SOURCE PASSAGE |
=-=-=-=-=
In 1665, the English polymath Robert Hooke declared boldly: “By the help of microscopes, there is nothing so small as to escape our inquiry.” Three and a half centuries later, his proclamation, though perhaps still slightly hyperbolic, is more true than ever.
Advances in microscopy and optics allow biologists to peer with unprecedented resolution at the inner workings of living cells. Moreover, 21st-century technology gives researchers the ability to observe in real-time the effect of their experimental manipulations.
Unfortunately, the price of a modern microscope is significantly higher than in Hooke’s time. With the average optical system costing half a million dollars, a single lab may not be able to afford the tools necessary for its research. To overcome this obstacle, scientists from different university departments are increasingly teaming up at core facilities, where the cost of acquisition and maintenance of equipment is paid by grants and university funding.
One of the best examples of this model is Berkeley’s Molecular Imaging Center (MIC). Since its establishment in 2001, the MIC has become an invaluable resource to Berkeley labs. A joint venture of the Cancer Research Laboratory, the Department of Molecular and Cell Biology, and the Helen Wills Neuroscience Institute, the MIC has grown from incorporating a single microscope (Berkeley’s first two-photon system) to housing more than a dozen systems in two campus buildings.
Holly Aaron, the MIC’s manager, says the center’s instruments are open not only to Berkeley researchers, but also to scientists at the Lawrence Berkeley Lab, UC San Francisco and biotech companies. This equipment includes state-of-the-art confocal laser scanning microscopes, which use oscillating mirrors to rapidly illuminate each point on a sample, over and over again (hence “scanning”). The reflected light is then filtered through a pinhole to eliminate out-of-focus signal, producing images with very fine resolution, down to the nanometer scale. At this dimension, researchers can see, for example, the dendrites of a single neuron, or the mitotic spindles of a dividing cell. Another piece of equipment is the relatively new light-sheet system, which offers imaging speeds up to 50 times faster than a confocal microscope. Finally, inverted microscopes are available for imaging of samples that cannot be put on a slide, such as living cells in culture.
The MIC’s instruments are being used in a range of projects. Colleen Kirkhart, a neuroscience graduate student, researches fruit flies’ sense of taste. Specifically, she is interested in how flies can remember that certain foods taste sweet or bitter. In her experiments she is examining an area of the insect’s brain called the mushroom body—about the size of a fine grain of sand—because this region has long been known to be important for learning and memory.
“I’m trying to understand the neural circuitry underlying the fly’s ability to form and store taste memory,” says Kirkhart. The MIC’s microscopes allow her to carefully pinpoint the anatomical areas she is interested in and label them using a photoactivatable protein. The technique essentially gives her the ability to trace neural circuitry using light. Having the MIC as a resource greatly expands Kirkhart’s range of technical possibility, since she is not limited to using the instruments owned privately by her lab. “I can attempt any new, state-of-the-art method I want to try, providing me a level of experimental freedom I wouldn’t otherwise have,” she says.
The field of microscopy is barreling ahead: tools undreamt of even 20 years ago are now somewhat antiquated. As the MIC expands, its microscopes will illuminate ever smaller biological processes with ever greater resolution. In the not-too-distant future, Hooke’s fanciful assertion may become reality after all.
=-=-=-=-=
Dataset entries
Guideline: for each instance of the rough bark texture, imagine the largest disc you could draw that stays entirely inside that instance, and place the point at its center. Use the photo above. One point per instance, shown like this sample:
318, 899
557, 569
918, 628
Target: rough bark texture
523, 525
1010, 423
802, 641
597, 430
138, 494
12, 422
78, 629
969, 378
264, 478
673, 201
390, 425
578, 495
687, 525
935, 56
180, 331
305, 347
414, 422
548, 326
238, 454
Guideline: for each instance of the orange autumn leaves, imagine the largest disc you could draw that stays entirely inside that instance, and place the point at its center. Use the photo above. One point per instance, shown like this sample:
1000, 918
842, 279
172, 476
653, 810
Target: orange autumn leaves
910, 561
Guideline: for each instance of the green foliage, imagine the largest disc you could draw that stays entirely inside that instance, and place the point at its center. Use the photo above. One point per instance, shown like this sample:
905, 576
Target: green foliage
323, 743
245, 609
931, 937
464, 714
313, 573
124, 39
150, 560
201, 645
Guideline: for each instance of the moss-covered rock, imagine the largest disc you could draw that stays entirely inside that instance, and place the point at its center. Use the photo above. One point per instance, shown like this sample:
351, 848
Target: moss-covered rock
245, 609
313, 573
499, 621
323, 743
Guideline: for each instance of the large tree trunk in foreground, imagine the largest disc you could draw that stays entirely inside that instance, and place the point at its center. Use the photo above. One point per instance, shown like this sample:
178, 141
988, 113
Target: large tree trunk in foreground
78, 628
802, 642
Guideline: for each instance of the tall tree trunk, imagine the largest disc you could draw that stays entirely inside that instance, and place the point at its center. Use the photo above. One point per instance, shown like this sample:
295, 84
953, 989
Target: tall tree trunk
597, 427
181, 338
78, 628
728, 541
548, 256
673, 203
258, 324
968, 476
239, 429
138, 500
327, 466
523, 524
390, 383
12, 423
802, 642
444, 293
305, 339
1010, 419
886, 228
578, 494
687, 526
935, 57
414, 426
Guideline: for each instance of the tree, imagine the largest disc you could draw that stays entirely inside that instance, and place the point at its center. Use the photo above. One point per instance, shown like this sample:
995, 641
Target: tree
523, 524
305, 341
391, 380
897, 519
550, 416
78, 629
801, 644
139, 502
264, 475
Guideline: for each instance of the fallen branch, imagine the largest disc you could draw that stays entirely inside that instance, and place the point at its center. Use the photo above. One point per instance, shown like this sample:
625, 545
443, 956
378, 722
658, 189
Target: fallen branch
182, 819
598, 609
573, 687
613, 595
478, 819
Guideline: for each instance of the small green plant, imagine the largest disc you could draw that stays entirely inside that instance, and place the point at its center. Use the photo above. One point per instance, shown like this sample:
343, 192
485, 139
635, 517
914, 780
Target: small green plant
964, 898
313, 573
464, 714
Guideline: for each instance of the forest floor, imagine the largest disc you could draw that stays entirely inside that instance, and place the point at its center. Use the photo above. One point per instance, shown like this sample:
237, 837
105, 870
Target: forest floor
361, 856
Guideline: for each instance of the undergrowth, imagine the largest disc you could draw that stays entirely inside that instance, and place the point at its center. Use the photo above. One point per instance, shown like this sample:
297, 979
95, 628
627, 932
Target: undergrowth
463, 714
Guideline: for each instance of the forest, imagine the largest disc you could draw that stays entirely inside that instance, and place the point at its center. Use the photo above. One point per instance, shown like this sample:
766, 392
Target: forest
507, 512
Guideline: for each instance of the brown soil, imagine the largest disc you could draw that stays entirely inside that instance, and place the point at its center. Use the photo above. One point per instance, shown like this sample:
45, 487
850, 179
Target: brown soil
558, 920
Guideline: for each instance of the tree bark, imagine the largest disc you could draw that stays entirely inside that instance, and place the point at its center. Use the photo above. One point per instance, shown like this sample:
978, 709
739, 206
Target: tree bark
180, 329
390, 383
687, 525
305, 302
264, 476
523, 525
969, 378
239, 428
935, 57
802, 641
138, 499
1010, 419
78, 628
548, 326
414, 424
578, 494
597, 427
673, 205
=-=-=-=-=
EXERCISE GOAL | In the article on Berkeley's Molecular Imaging Center, how much faster is the light-sheet system's imaging than that of a confocal microscope?

COMPLETED EXERCISE | Up to 50 times faster.